Which of the lines below contain the string "track"? Copy each of them in full.

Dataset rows
^^^^^^^^
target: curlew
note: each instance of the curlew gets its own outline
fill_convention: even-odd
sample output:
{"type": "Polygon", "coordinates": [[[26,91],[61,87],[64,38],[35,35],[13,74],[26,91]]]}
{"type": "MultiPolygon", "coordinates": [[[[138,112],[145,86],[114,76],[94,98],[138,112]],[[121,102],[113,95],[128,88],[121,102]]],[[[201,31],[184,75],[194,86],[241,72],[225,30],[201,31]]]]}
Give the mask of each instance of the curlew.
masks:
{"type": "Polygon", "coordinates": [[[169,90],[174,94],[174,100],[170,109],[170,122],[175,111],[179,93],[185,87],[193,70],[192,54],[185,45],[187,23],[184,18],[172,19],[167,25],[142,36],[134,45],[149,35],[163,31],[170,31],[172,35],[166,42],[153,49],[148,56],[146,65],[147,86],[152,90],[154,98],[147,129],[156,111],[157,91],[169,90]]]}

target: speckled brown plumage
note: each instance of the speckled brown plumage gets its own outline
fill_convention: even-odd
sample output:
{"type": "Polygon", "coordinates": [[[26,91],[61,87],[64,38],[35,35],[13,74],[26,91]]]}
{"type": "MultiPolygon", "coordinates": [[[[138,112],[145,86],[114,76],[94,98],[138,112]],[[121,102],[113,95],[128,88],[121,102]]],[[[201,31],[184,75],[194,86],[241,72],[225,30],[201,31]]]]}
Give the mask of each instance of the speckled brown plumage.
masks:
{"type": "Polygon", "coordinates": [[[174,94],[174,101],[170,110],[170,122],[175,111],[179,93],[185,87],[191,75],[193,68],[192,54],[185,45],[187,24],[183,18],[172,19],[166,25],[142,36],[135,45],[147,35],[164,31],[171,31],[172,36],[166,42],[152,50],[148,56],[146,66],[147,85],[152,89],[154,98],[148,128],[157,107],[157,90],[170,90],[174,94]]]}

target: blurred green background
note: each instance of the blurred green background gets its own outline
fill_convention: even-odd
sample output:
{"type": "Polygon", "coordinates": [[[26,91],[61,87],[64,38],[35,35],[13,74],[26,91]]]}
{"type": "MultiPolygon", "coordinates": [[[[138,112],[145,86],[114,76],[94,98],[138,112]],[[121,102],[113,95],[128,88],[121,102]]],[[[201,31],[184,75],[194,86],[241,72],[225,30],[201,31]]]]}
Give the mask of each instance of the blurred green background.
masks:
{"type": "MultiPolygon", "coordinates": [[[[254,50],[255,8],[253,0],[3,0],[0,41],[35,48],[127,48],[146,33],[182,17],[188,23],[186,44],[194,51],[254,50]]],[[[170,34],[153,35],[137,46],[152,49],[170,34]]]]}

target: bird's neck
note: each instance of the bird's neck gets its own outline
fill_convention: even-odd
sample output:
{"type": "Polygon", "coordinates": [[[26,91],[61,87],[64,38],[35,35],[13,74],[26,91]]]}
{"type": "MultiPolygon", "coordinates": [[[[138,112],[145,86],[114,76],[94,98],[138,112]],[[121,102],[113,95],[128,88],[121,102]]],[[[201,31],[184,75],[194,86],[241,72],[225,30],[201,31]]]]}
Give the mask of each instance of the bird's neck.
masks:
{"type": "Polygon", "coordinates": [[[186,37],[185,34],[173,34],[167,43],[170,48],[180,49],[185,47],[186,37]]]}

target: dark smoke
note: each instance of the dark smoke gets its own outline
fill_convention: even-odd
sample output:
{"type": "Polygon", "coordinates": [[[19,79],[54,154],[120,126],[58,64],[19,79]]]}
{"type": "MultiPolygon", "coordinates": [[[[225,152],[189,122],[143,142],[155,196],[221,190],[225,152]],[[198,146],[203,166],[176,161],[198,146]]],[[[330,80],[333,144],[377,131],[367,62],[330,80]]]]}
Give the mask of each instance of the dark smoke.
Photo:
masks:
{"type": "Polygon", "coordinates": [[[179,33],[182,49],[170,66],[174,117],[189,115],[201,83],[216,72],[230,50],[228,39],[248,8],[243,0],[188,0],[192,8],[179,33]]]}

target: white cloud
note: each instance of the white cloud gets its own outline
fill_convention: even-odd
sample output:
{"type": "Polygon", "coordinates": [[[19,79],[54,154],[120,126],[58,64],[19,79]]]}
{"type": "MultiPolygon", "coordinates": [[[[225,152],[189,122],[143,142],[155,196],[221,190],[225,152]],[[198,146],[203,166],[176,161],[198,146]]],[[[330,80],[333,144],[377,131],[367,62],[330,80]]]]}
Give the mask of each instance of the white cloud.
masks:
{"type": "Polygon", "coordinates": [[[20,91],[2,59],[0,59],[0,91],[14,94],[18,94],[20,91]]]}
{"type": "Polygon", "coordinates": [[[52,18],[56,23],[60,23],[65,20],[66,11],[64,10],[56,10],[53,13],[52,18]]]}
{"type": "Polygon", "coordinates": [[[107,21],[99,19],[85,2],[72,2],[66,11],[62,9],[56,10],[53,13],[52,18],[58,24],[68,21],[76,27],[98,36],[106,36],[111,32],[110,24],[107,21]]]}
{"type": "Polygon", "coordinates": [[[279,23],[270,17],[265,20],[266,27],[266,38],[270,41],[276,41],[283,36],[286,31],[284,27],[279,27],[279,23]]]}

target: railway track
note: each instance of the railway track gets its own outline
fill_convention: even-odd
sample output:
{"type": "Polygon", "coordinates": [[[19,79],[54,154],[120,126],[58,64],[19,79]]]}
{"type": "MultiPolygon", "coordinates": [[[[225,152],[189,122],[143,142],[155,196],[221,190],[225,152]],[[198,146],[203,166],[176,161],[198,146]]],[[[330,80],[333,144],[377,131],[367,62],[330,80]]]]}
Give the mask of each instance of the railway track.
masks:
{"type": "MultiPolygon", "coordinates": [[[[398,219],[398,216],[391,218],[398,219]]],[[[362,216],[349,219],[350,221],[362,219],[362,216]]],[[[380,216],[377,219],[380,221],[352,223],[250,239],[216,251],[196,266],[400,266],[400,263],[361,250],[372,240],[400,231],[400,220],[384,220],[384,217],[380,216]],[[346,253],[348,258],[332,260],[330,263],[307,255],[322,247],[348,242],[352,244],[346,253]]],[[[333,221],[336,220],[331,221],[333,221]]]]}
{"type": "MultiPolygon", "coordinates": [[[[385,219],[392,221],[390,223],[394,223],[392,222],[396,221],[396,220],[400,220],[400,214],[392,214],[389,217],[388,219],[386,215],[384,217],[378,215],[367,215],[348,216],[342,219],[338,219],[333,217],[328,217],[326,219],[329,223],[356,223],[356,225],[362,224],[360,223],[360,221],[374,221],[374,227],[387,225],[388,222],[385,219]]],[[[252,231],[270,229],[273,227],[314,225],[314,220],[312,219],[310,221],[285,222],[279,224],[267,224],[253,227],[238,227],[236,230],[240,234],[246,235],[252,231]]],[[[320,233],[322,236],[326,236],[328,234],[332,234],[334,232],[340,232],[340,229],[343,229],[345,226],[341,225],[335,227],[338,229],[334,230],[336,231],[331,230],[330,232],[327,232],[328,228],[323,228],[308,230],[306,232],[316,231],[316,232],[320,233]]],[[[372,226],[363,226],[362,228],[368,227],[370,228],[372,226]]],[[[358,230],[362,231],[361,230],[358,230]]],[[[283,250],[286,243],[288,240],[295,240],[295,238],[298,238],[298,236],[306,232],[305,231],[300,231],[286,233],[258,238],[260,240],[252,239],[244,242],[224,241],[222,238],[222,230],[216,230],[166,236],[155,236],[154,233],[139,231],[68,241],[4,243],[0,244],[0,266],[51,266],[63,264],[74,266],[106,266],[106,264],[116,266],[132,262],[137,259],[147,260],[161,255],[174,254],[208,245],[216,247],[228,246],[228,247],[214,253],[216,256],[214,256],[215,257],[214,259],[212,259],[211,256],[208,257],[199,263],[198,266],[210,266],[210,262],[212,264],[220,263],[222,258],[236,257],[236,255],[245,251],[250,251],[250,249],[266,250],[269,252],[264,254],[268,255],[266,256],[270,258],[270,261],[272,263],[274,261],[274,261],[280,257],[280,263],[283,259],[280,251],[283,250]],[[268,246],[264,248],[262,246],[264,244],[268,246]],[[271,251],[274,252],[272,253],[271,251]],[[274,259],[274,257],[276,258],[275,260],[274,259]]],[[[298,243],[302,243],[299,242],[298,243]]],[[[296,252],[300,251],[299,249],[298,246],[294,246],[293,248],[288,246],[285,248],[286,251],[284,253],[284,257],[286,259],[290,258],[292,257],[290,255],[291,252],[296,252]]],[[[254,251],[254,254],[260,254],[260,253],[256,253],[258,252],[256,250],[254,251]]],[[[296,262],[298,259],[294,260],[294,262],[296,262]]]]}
^^^^^^^^
• [ANSWER FOR THE TASK]:
target: railway track
note: each instance of the railway track gets its own outline
Give the mask of each instance of the railway track.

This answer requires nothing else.